WHAT IS ASKED:
Give back exactly the lines from the "Where can the snow-capped" line to the final line of the records, and only those, minus any pictures.

DATASET RECORDS:

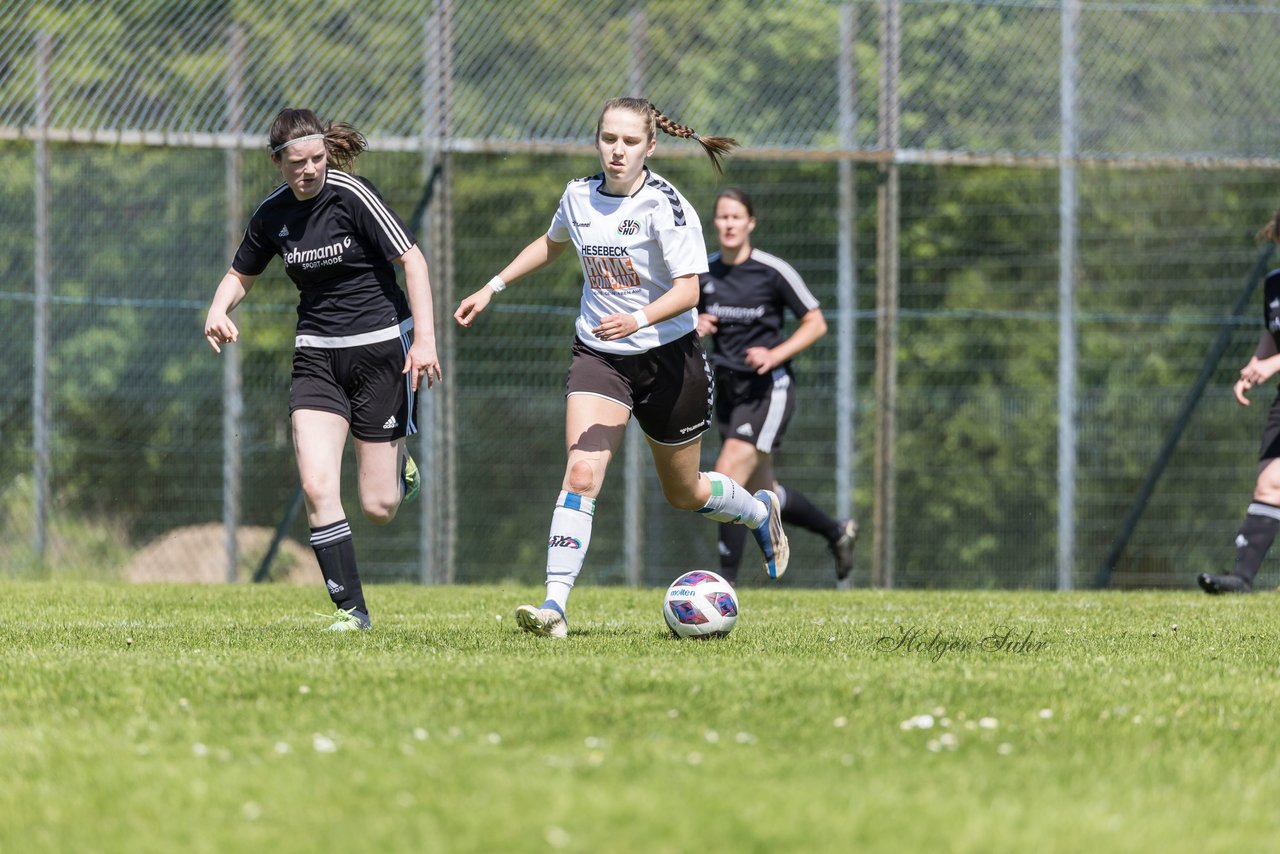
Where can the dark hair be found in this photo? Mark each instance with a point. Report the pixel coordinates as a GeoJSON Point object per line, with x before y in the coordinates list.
{"type": "Point", "coordinates": [1271, 231]}
{"type": "Point", "coordinates": [739, 196]}
{"type": "Point", "coordinates": [342, 142]}
{"type": "Point", "coordinates": [713, 146]}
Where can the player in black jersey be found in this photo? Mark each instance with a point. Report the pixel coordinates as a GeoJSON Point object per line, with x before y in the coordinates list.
{"type": "Point", "coordinates": [636, 351]}
{"type": "Point", "coordinates": [744, 297]}
{"type": "Point", "coordinates": [361, 348]}
{"type": "Point", "coordinates": [1262, 519]}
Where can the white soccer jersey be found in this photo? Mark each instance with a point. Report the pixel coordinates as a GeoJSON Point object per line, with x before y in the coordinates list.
{"type": "Point", "coordinates": [631, 247]}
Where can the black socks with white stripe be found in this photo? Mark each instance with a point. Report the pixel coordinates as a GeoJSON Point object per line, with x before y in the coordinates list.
{"type": "Point", "coordinates": [336, 552]}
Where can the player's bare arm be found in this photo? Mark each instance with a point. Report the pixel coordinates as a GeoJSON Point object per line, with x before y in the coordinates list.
{"type": "Point", "coordinates": [681, 297]}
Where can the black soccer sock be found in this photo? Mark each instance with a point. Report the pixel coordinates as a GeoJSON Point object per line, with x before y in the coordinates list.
{"type": "Point", "coordinates": [798, 510]}
{"type": "Point", "coordinates": [732, 539]}
{"type": "Point", "coordinates": [336, 552]}
{"type": "Point", "coordinates": [1255, 538]}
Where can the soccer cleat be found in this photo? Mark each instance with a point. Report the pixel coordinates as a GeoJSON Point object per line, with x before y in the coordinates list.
{"type": "Point", "coordinates": [411, 482]}
{"type": "Point", "coordinates": [350, 620]}
{"type": "Point", "coordinates": [842, 549]}
{"type": "Point", "coordinates": [1215, 584]}
{"type": "Point", "coordinates": [547, 622]}
{"type": "Point", "coordinates": [772, 538]}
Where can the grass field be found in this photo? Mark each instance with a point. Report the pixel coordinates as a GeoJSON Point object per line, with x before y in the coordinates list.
{"type": "Point", "coordinates": [213, 718]}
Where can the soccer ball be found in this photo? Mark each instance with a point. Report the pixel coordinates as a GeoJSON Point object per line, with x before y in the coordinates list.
{"type": "Point", "coordinates": [700, 604]}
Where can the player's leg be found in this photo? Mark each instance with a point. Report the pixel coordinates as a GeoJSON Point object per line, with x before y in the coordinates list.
{"type": "Point", "coordinates": [319, 438]}
{"type": "Point", "coordinates": [737, 460]}
{"type": "Point", "coordinates": [383, 415]}
{"type": "Point", "coordinates": [841, 535]}
{"type": "Point", "coordinates": [722, 498]}
{"type": "Point", "coordinates": [1255, 537]}
{"type": "Point", "coordinates": [1261, 520]}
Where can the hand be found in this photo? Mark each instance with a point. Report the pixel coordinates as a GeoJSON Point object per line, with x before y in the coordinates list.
{"type": "Point", "coordinates": [616, 325]}
{"type": "Point", "coordinates": [219, 329]}
{"type": "Point", "coordinates": [760, 359]}
{"type": "Point", "coordinates": [421, 361]}
{"type": "Point", "coordinates": [472, 306]}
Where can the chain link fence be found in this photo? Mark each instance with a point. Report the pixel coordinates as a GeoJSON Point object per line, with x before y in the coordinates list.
{"type": "Point", "coordinates": [133, 133]}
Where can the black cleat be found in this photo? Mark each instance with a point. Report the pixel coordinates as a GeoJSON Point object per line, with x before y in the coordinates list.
{"type": "Point", "coordinates": [1215, 584]}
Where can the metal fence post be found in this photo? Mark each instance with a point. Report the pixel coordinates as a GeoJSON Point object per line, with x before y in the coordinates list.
{"type": "Point", "coordinates": [846, 272]}
{"type": "Point", "coordinates": [886, 300]}
{"type": "Point", "coordinates": [40, 355]}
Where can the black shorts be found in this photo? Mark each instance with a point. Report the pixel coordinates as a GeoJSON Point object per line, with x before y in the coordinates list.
{"type": "Point", "coordinates": [1270, 448]}
{"type": "Point", "coordinates": [755, 409]}
{"type": "Point", "coordinates": [667, 388]}
{"type": "Point", "coordinates": [364, 384]}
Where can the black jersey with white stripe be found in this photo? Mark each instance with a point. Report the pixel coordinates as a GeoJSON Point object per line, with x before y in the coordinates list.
{"type": "Point", "coordinates": [337, 249]}
{"type": "Point", "coordinates": [750, 300]}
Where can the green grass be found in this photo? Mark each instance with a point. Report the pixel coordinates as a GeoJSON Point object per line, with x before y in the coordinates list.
{"type": "Point", "coordinates": [161, 718]}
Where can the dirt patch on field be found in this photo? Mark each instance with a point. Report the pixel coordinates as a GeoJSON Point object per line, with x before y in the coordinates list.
{"type": "Point", "coordinates": [197, 553]}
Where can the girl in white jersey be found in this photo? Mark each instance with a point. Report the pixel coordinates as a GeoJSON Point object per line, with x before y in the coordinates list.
{"type": "Point", "coordinates": [361, 347]}
{"type": "Point", "coordinates": [636, 352]}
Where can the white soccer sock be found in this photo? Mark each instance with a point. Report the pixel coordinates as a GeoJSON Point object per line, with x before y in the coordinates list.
{"type": "Point", "coordinates": [730, 502]}
{"type": "Point", "coordinates": [567, 544]}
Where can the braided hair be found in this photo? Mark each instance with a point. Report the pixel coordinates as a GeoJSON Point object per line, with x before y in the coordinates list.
{"type": "Point", "coordinates": [342, 142]}
{"type": "Point", "coordinates": [714, 146]}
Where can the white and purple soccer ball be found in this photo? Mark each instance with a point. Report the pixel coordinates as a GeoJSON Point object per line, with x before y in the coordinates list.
{"type": "Point", "coordinates": [700, 604]}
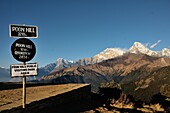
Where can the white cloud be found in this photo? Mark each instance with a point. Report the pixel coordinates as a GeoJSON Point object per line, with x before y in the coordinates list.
{"type": "Point", "coordinates": [155, 44]}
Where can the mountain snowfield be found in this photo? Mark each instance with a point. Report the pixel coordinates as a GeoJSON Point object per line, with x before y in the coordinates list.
{"type": "Point", "coordinates": [108, 53]}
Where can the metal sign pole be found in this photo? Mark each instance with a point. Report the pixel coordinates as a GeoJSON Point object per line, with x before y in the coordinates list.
{"type": "Point", "coordinates": [24, 90]}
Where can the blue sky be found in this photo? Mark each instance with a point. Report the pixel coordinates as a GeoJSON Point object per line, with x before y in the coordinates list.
{"type": "Point", "coordinates": [75, 29]}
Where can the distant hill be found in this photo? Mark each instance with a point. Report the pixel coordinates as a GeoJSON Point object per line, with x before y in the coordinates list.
{"type": "Point", "coordinates": [127, 69]}
{"type": "Point", "coordinates": [4, 74]}
{"type": "Point", "coordinates": [157, 81]}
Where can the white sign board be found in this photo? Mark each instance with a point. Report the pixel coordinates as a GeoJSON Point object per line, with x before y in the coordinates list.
{"type": "Point", "coordinates": [19, 70]}
{"type": "Point", "coordinates": [23, 31]}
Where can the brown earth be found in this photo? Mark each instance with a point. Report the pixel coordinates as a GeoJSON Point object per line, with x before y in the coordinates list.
{"type": "Point", "coordinates": [12, 98]}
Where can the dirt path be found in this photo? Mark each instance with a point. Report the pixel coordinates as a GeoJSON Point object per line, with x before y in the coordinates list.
{"type": "Point", "coordinates": [13, 97]}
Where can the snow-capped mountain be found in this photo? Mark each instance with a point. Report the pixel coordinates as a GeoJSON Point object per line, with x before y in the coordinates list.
{"type": "Point", "coordinates": [109, 53]}
{"type": "Point", "coordinates": [4, 74]}
{"type": "Point", "coordinates": [62, 63]}
{"type": "Point", "coordinates": [137, 48]}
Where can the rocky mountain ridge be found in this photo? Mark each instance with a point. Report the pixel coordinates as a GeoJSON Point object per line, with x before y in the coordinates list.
{"type": "Point", "coordinates": [136, 48]}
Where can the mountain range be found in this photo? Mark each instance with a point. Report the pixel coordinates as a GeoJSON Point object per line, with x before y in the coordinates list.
{"type": "Point", "coordinates": [109, 53]}
{"type": "Point", "coordinates": [136, 48]}
{"type": "Point", "coordinates": [140, 72]}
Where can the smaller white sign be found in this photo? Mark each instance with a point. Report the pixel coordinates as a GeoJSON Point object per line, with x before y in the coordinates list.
{"type": "Point", "coordinates": [19, 70]}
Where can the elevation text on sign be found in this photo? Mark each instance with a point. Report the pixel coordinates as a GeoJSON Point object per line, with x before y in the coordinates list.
{"type": "Point", "coordinates": [23, 69]}
{"type": "Point", "coordinates": [23, 31]}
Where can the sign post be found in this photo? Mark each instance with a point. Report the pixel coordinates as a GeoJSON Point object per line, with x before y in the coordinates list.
{"type": "Point", "coordinates": [23, 50]}
{"type": "Point", "coordinates": [24, 90]}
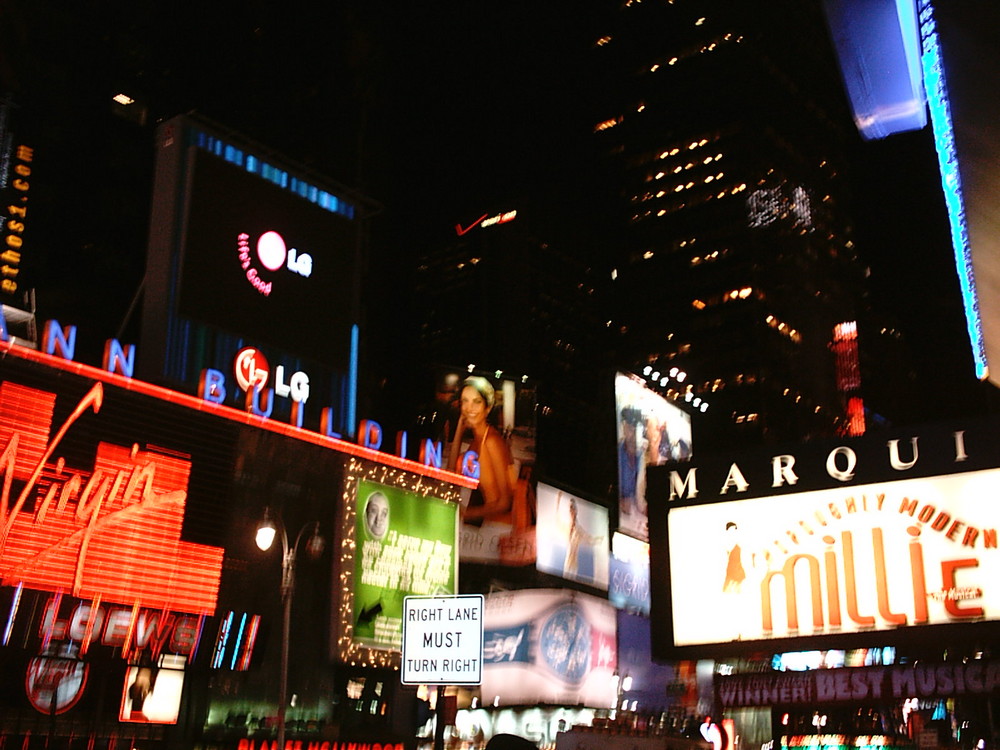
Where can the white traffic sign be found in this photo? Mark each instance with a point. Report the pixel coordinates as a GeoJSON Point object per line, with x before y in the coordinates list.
{"type": "Point", "coordinates": [442, 640]}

RESPONSE:
Where can the snow-capped mountain be found in this photo? Mark each instance with a point. Report the pixel coordinates as a GeoJSON Point object per line, with x before y in the coordinates list.
{"type": "Point", "coordinates": [109, 53]}
{"type": "Point", "coordinates": [4, 74]}
{"type": "Point", "coordinates": [62, 63]}
{"type": "Point", "coordinates": [137, 48]}
Where can the rocky mountain ridge be found in this photo? Mark each instance with a point. Report the pixel coordinates as a GeoJSON Point object per line, with x before y in the coordinates list.
{"type": "Point", "coordinates": [136, 48]}
Where can the mountain range be found in this photo? Mark each instance with a point. Report the pixel coordinates as a GeoJSON Point object per line, with x before y in the coordinates list.
{"type": "Point", "coordinates": [109, 53]}
{"type": "Point", "coordinates": [136, 48]}
{"type": "Point", "coordinates": [140, 72]}
Where can the smaller white sign be found in this photo? Mark each instance with a point. Report the pixel coordinates as a GeoJSON Point object per line, with x before y in the coordinates list.
{"type": "Point", "coordinates": [19, 70]}
Where can the elevation text on sign be found in this photo? Mark each instance with a point. Report the pixel coordinates as a GeoJSON Point object per line, with x before y in the coordinates list.
{"type": "Point", "coordinates": [23, 69]}
{"type": "Point", "coordinates": [23, 31]}
Where can the sign post be found in this photo? Mark each instance with a point. Report the pixel coordinates as a GeoJSON Point object per line, with x before y in the coordinates list.
{"type": "Point", "coordinates": [23, 50]}
{"type": "Point", "coordinates": [24, 90]}
Where can the white traffic sign be found in this photo? Mark each instance with a point. Report the pixel coordinates as a GeoJSON Point object per line, with x before y in the coordinates list.
{"type": "Point", "coordinates": [442, 640]}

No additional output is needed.